Task description >>
Display each line of the rows below that contains the string "tree". Case matters.
Start of Supplied records
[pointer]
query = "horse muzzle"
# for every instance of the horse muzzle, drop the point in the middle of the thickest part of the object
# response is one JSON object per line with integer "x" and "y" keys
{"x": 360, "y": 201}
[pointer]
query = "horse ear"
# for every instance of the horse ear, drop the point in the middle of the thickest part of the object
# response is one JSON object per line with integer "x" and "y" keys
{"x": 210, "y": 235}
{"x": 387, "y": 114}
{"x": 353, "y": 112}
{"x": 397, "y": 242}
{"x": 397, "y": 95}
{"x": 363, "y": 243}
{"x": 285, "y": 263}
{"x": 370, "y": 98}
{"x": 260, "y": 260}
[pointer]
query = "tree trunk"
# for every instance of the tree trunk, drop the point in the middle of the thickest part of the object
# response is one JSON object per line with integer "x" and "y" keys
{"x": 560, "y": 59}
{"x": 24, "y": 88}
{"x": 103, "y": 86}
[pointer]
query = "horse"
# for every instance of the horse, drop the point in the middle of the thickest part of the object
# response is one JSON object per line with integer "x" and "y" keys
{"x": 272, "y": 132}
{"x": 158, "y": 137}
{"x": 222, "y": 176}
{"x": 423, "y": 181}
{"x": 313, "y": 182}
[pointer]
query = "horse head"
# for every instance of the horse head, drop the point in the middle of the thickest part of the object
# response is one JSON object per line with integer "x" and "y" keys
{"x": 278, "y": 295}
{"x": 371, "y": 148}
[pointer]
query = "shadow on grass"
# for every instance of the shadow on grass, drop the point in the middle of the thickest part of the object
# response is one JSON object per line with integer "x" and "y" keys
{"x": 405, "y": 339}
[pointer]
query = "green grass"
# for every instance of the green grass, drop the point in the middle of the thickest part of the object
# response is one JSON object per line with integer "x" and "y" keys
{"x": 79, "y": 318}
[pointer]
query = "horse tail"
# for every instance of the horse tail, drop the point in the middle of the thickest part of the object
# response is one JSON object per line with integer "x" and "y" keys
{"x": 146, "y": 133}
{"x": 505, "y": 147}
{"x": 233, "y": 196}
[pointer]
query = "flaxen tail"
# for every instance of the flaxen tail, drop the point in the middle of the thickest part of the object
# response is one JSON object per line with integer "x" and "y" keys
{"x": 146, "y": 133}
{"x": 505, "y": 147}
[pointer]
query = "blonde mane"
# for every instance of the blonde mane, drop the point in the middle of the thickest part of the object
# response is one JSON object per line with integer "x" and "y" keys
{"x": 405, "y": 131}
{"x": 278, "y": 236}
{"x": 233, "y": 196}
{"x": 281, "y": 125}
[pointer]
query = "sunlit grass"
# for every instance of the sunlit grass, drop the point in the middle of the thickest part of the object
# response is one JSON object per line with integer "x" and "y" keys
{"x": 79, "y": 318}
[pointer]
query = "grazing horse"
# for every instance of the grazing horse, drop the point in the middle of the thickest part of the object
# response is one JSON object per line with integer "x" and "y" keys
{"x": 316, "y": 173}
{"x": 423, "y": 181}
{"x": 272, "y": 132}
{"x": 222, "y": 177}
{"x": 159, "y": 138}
End of Supplied records
Start of Supplied records
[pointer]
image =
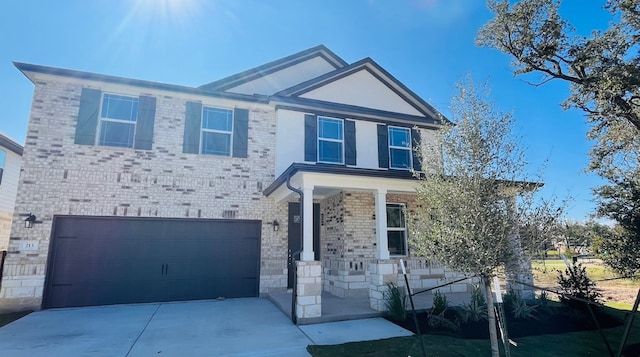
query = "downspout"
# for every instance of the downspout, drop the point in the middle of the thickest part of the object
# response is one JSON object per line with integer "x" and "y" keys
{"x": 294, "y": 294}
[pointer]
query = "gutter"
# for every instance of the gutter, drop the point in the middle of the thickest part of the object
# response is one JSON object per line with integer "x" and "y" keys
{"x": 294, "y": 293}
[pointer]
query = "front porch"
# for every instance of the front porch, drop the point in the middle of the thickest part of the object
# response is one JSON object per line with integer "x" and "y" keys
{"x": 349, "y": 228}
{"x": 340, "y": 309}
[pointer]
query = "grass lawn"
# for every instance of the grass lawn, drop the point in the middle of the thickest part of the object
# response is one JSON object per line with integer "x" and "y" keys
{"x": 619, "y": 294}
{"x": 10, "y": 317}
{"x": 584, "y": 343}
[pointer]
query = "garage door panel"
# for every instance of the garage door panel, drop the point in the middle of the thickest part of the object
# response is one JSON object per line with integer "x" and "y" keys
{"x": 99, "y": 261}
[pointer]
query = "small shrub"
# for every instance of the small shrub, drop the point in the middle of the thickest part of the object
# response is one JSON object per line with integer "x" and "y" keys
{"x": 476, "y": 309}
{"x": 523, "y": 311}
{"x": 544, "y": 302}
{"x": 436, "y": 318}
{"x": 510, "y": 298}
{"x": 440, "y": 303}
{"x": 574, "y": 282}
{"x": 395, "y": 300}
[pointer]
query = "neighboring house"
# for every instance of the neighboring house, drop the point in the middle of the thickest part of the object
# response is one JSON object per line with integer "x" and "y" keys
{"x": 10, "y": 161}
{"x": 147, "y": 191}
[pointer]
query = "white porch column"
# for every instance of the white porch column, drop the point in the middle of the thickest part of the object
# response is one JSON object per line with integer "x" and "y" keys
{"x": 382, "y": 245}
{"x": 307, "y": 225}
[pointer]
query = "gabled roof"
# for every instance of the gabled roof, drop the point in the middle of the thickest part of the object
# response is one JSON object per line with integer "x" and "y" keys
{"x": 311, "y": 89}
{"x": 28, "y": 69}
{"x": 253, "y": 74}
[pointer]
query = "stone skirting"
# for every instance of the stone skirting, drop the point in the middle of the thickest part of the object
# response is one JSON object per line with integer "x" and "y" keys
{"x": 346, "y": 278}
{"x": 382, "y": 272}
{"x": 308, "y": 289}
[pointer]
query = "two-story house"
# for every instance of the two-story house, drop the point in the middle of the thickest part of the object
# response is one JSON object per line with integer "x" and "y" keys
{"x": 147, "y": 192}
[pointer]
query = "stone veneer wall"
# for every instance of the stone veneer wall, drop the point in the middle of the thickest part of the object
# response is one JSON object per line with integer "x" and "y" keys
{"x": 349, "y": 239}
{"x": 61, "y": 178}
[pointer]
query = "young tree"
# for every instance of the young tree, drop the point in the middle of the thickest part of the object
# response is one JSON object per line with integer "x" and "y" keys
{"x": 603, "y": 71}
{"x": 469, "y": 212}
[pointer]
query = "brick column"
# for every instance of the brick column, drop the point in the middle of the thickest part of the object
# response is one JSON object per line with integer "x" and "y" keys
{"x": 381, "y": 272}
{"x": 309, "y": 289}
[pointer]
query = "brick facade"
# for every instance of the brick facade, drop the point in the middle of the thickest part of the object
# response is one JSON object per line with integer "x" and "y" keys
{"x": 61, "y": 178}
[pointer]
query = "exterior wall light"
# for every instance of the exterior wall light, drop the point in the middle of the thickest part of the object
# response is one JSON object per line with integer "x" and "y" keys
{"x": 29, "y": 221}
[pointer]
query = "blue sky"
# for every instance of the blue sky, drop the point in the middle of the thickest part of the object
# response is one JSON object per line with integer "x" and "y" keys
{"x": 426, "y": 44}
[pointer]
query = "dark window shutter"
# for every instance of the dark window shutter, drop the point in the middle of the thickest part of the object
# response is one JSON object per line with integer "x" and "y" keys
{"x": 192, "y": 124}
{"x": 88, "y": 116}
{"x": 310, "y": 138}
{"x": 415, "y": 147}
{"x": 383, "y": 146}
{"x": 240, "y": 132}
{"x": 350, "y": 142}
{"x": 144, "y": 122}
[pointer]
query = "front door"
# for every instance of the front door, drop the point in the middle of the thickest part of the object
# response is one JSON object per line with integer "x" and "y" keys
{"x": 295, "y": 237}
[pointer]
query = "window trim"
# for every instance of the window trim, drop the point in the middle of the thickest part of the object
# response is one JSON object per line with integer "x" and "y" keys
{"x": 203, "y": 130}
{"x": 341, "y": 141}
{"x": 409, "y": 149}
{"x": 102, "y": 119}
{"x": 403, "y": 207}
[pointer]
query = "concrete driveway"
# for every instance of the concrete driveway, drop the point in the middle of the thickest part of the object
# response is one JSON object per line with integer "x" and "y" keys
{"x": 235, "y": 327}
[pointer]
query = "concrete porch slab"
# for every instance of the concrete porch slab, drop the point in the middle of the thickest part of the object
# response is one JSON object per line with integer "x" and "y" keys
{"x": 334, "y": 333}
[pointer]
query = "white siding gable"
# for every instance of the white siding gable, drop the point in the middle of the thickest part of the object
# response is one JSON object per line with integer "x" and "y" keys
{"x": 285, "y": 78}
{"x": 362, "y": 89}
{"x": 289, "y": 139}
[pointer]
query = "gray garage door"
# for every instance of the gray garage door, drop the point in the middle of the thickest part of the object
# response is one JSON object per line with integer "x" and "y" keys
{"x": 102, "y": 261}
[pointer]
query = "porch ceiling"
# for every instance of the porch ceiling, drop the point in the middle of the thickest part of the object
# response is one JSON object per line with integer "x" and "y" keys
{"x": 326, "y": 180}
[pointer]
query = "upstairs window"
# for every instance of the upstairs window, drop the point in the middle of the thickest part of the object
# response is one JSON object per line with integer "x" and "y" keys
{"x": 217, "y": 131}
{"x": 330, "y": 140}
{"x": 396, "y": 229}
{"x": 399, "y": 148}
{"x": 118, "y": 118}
End of Supplied records
Task solution >>
query = "tree trunk"
# for every instance of the tree trunk, drop the point in the middle of the thickest part of the object
query = "young tree"
# for every instance of the young tree, drop the point in the middle of the thickest part of the object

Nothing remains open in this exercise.